Rewrite the lines starting with the one containing "[locate] the knee" and going on through the final line, keeping the requests as they are. In the answers, raise every coordinate by 24, but leave the format sample points inside the requests unchanged.

-.-.-

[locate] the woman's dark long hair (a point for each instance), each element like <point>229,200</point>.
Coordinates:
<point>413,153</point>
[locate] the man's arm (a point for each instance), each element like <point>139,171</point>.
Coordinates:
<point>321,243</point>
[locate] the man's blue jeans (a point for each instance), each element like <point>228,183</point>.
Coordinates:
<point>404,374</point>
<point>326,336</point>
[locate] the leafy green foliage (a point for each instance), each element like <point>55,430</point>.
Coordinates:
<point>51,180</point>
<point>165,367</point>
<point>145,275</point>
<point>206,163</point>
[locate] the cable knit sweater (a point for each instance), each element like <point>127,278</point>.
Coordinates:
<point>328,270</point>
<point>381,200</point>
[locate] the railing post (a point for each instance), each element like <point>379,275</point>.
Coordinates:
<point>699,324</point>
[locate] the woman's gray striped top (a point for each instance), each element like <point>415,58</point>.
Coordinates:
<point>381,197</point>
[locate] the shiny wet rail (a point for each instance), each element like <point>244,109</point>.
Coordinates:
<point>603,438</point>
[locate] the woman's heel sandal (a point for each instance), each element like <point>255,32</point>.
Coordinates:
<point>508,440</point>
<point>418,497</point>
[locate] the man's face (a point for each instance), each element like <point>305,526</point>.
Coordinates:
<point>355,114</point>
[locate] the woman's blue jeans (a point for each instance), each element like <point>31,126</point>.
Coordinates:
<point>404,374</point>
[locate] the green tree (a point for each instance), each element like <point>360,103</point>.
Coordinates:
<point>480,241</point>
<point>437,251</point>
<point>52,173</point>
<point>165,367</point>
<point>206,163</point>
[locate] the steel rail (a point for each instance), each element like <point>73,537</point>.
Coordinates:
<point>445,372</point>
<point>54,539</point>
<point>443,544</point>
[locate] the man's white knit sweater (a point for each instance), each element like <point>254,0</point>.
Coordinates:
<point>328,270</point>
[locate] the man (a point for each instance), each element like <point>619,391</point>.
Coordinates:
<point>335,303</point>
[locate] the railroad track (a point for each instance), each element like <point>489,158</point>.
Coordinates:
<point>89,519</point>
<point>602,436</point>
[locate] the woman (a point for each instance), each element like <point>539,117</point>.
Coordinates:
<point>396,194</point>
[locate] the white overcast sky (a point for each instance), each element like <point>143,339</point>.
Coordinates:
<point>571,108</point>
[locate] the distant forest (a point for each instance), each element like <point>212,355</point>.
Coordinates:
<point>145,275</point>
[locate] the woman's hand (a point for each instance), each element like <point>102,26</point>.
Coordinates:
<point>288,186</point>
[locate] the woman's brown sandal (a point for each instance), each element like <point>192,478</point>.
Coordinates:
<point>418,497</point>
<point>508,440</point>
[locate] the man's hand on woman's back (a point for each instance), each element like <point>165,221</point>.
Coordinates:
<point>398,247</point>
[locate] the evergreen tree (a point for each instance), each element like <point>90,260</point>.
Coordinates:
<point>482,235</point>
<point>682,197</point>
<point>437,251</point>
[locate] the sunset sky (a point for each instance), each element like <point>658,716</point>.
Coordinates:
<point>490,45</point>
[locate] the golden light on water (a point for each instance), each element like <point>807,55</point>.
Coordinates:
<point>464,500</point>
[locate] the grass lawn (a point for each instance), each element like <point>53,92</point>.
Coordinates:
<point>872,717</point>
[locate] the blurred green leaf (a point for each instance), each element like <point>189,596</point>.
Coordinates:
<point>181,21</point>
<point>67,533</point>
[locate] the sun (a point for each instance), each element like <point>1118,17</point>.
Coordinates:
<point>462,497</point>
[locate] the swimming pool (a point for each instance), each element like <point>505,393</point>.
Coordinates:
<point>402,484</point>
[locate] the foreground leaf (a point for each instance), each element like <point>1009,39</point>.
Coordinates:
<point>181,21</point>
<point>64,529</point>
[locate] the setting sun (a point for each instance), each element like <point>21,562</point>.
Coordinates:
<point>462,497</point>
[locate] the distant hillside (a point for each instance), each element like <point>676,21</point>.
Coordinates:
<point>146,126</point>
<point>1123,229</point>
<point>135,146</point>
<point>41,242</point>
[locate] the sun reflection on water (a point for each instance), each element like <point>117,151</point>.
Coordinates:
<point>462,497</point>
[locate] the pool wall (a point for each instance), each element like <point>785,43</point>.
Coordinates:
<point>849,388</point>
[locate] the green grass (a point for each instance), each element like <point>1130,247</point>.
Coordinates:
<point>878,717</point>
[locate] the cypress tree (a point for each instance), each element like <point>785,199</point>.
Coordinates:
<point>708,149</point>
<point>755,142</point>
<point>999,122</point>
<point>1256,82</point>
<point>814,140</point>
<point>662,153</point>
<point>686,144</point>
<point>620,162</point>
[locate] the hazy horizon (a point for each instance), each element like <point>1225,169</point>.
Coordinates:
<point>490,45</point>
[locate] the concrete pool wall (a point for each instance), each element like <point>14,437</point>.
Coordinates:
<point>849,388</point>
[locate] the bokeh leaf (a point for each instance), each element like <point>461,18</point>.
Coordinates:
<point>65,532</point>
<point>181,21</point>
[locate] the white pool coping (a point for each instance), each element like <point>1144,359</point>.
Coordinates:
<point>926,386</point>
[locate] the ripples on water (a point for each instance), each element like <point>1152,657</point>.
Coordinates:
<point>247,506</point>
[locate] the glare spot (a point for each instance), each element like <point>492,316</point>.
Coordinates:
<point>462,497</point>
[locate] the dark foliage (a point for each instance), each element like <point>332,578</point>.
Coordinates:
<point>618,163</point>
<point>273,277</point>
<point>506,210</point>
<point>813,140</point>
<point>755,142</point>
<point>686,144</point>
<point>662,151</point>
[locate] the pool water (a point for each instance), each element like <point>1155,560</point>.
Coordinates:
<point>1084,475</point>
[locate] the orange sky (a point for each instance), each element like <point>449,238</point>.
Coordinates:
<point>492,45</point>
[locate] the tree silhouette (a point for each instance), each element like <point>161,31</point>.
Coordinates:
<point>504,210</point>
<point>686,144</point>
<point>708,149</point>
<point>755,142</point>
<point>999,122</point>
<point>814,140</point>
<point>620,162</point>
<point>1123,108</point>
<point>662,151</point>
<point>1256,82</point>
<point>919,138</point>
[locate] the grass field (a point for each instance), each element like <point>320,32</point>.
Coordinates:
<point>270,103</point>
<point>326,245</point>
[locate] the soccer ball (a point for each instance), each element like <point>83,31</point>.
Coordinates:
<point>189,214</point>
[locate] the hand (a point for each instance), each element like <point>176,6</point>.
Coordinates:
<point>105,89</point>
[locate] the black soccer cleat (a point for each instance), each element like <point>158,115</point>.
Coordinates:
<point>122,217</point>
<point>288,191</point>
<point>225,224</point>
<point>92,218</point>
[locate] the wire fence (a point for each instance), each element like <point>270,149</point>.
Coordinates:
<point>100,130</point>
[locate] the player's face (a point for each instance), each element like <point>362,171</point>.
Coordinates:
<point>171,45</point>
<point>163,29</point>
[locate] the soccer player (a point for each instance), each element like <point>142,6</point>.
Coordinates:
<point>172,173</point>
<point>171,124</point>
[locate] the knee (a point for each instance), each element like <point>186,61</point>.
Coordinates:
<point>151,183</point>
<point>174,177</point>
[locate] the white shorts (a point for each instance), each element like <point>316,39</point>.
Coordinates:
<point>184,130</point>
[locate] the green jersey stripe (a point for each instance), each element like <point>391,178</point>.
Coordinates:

-.-.-

**OUTPUT FOR THIS TASK**
[locate] the knee (a point for each instance), each element like <point>186,61</point>.
Coordinates:
<point>175,207</point>
<point>198,201</point>
[locate] the white shorts (a point for each instance), each element like <point>316,39</point>.
Coordinates:
<point>208,154</point>
[locate] the green jersey stripe (a point for each instance), each element like <point>391,178</point>.
Coordinates:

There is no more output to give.